EXTRACT TO READ:
THE issue of members of the Presidential Security Group (PSG) being inoculated with the COVID-19 vaccine has taken on a wild, runaway bend, with almost everybody in and out of government wanting to be heard on the matter.
The latest is President Duterte’s assurance that he will not allow any one from the PSG to face any probe, even as the Senate Committee of the Whole and the Department of Justice thru its National Bureau of Investigation are preparing their own inquiries.
For a while, AFP chief Gen. Gilbert Gapay had risked the displeasure of his Commander-in-Chief by directing the Office of the Inspector General, the Provost Marshal and other offices to investigate the PSG, but an early meeting with PSG chief Brig. Gen. Jesus Durante III allowed Gapay to stay the course.

EXERCISE DIRECTIONS:
Copy out the whole news passage about the vaccination of Presidential Security Group members word for word.

DATA SECTION:
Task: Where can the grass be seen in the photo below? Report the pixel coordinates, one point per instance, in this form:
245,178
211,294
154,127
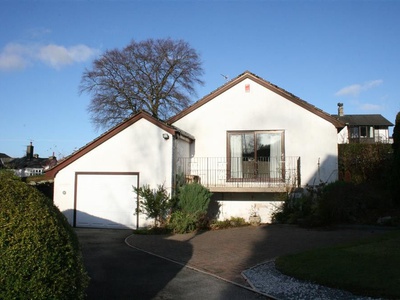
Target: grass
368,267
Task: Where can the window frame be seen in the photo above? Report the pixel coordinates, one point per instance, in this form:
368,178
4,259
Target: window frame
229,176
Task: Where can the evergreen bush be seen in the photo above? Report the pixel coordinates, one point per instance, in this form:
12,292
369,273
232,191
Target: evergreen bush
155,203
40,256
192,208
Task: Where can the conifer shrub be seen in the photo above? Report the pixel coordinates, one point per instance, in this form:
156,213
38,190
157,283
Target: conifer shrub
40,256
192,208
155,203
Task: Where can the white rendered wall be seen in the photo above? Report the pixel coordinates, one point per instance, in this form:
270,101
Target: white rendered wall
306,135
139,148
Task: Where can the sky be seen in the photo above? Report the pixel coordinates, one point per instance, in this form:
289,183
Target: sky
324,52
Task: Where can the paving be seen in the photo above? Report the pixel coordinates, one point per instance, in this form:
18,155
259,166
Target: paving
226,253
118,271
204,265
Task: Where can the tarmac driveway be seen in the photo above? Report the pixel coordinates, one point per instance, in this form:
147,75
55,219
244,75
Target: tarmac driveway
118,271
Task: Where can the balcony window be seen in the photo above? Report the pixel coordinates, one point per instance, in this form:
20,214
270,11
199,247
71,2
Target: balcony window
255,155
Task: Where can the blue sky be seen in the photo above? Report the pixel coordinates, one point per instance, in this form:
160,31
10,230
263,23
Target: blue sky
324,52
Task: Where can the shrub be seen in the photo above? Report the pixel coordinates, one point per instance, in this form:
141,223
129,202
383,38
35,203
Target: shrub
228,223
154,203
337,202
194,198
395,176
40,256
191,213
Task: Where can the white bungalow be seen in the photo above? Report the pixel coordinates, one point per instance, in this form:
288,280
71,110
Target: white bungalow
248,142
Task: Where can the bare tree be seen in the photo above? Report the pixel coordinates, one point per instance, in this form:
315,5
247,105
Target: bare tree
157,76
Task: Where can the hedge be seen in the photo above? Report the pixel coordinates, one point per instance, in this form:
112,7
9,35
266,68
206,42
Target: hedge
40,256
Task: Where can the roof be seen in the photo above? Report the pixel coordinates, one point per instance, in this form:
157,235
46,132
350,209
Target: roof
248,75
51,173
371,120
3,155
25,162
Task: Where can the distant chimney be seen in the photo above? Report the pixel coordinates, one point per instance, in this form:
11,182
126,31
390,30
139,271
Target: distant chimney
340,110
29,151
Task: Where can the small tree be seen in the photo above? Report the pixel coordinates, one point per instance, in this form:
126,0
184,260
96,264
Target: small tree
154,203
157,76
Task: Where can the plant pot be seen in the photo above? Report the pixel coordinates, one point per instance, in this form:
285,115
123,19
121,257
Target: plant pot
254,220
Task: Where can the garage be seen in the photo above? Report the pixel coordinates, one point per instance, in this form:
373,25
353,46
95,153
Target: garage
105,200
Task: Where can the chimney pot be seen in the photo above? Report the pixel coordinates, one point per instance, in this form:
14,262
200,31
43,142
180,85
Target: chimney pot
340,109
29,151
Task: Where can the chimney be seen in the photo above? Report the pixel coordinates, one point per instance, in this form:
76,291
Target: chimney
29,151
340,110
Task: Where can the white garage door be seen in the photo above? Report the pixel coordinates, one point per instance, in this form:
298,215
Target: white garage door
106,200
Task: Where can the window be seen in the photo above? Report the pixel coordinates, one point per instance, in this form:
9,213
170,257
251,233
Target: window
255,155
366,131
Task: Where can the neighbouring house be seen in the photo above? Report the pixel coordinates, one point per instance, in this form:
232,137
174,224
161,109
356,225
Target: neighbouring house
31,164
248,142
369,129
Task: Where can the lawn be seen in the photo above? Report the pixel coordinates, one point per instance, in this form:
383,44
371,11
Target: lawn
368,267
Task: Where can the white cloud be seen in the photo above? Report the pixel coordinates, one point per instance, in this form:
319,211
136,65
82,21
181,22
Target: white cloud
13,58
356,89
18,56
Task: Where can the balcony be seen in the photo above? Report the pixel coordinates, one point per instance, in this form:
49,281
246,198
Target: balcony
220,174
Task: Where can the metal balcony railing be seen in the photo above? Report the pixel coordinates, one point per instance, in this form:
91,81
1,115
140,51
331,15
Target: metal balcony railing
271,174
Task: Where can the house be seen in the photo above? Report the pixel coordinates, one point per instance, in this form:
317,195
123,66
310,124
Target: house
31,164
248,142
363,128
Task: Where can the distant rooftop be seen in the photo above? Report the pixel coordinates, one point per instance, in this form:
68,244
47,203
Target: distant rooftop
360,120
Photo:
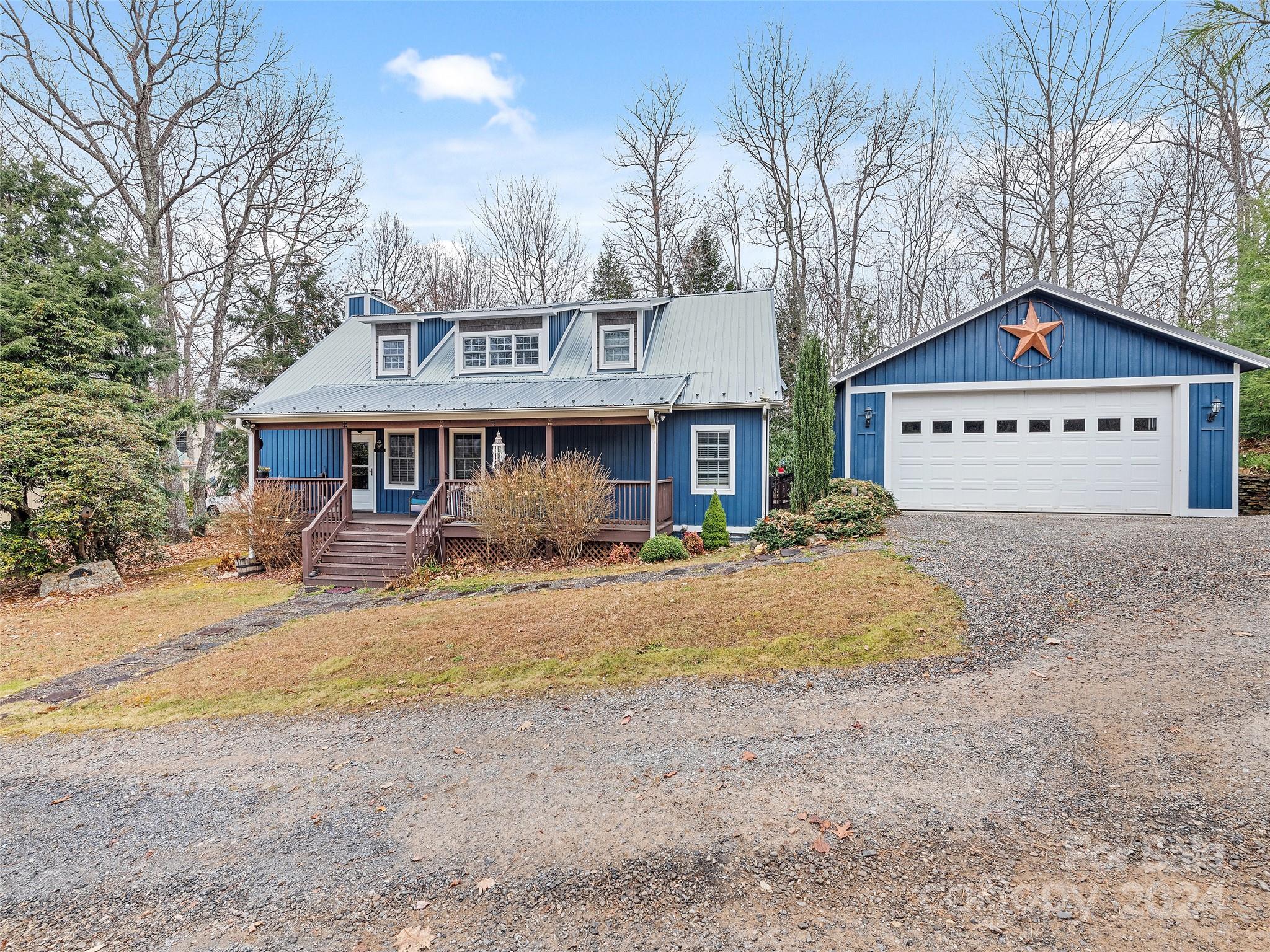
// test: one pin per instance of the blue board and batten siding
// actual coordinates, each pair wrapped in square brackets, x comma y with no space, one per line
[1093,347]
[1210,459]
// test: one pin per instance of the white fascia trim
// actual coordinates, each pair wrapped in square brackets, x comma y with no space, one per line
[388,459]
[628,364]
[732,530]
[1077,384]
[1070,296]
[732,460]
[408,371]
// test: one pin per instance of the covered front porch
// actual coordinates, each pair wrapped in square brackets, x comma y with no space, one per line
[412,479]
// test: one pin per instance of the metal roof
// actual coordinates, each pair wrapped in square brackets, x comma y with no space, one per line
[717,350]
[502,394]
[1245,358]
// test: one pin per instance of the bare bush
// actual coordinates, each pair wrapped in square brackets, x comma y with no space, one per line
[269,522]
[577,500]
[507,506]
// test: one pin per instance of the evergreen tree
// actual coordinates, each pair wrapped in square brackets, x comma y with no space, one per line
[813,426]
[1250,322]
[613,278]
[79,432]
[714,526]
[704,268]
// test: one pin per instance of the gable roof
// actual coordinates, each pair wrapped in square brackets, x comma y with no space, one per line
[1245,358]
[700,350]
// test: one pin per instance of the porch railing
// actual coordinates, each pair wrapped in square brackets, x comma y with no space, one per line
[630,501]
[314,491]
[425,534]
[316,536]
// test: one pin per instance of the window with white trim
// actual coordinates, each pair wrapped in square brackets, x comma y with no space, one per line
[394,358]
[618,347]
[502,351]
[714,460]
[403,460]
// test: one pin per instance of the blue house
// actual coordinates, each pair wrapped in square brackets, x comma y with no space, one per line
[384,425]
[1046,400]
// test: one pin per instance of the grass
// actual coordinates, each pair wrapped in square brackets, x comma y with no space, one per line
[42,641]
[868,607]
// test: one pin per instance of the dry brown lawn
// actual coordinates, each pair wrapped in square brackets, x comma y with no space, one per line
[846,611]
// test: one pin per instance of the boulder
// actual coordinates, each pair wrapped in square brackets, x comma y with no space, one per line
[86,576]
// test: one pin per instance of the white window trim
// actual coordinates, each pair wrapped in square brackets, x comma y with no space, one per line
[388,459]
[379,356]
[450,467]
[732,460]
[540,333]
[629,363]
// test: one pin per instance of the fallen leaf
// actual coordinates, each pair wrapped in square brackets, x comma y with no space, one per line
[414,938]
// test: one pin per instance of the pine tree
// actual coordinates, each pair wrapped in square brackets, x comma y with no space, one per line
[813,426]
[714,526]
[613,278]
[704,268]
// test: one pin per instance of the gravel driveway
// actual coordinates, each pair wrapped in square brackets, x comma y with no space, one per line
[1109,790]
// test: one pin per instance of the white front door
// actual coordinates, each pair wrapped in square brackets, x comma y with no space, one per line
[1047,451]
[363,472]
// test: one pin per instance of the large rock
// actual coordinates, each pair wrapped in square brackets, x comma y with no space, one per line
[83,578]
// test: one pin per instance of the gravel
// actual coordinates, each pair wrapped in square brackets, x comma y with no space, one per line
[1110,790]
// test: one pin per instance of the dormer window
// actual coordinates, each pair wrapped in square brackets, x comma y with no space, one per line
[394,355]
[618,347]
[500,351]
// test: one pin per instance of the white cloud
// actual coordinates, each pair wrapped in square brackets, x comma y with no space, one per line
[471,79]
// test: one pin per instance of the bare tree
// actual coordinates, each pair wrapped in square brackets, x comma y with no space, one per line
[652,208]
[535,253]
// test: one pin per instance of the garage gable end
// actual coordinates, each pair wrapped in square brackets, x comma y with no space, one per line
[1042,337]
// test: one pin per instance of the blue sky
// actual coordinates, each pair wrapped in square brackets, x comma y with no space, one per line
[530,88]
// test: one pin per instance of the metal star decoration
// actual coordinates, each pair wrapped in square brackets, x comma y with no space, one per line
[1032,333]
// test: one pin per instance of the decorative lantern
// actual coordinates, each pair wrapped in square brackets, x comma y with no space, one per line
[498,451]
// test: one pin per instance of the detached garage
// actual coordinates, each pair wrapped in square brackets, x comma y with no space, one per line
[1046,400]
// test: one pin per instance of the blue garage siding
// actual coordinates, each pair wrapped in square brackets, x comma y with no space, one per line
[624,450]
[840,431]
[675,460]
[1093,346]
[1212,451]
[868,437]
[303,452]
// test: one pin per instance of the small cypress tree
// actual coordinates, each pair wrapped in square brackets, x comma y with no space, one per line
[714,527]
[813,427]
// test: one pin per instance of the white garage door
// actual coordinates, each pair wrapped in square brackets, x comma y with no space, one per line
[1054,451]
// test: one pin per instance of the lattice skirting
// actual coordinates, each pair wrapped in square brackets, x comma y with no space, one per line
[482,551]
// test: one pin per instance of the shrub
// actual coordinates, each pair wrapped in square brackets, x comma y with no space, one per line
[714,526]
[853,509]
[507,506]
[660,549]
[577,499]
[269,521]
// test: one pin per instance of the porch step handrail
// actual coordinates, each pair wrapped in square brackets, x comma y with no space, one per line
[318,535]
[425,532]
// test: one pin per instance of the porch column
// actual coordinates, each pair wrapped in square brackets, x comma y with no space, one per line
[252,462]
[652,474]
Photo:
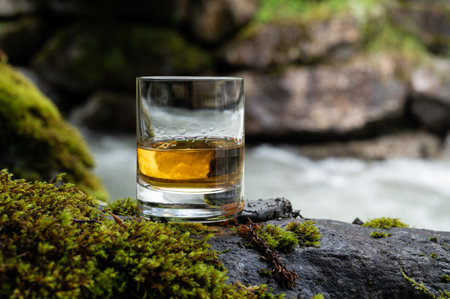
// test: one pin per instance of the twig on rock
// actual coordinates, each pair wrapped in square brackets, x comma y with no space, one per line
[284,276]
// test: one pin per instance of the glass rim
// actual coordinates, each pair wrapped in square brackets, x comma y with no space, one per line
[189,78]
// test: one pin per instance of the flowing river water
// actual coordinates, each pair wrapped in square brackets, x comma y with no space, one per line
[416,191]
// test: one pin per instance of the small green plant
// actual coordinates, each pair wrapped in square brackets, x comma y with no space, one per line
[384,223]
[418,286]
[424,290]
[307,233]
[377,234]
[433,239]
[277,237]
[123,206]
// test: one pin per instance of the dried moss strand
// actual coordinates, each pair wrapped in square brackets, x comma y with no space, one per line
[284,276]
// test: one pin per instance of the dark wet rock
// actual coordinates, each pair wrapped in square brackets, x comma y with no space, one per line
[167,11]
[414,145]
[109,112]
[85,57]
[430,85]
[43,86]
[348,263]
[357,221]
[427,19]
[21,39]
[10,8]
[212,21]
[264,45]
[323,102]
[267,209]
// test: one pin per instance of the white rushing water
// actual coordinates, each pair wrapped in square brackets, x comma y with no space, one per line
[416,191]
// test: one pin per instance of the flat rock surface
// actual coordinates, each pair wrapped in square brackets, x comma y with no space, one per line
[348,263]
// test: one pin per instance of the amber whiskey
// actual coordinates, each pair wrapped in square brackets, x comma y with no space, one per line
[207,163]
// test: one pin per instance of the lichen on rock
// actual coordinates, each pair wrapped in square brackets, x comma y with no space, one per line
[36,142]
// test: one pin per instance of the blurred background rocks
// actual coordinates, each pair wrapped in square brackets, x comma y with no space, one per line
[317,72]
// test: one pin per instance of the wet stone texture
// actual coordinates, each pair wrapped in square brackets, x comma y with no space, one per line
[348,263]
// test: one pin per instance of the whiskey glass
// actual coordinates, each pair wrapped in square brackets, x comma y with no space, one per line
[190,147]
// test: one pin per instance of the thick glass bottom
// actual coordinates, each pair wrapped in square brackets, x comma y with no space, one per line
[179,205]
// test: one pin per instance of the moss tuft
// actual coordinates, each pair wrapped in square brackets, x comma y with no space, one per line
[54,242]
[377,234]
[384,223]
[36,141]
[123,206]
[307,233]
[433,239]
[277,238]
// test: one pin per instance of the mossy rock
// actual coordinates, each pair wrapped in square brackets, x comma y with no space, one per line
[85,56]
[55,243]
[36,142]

ANSWER BELOW:
THE issue of members of the Presidential Security Group (PSG) being inoculated with the COVID-19 vaccine has taken on a wild, runaway bend, with almost everybody in and out of government wanting to be heard on the matter.
The latest is President Duterte’s assurance that he will not allow any one from the PSG to face any probe, even as the Senate Committee of the Whole and the Department of Justice thru its National Bureau of Investigation are preparing their own inquiries.
For a while, AFP chief Gen. Gilbert Gapay had risked the displeasure of his Commander-in-Chief by directing the Office of the Inspector General, the Provost Marshal and other offices to investigate the PSG, but an early meeting with PSG chief Brig. Gen. Jesus Durante III allowed Gapay to stay the course.